[Dataset rows]
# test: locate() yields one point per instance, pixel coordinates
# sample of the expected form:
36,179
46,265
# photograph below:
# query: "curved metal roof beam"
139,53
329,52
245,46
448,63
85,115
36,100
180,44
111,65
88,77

> **Task directions**: Reproduce the data above with "roof beam" renamed to "ceiling beam", keeping every other line as it is.

> **Solution**:
# test: locate() yields one point per instance, pixel coordinates
# sample of the expected form:
36,179
46,265
# photograph below:
# query: "curved metal ceiling beam"
139,53
329,52
245,46
448,63
85,115
36,100
180,44
111,65
88,77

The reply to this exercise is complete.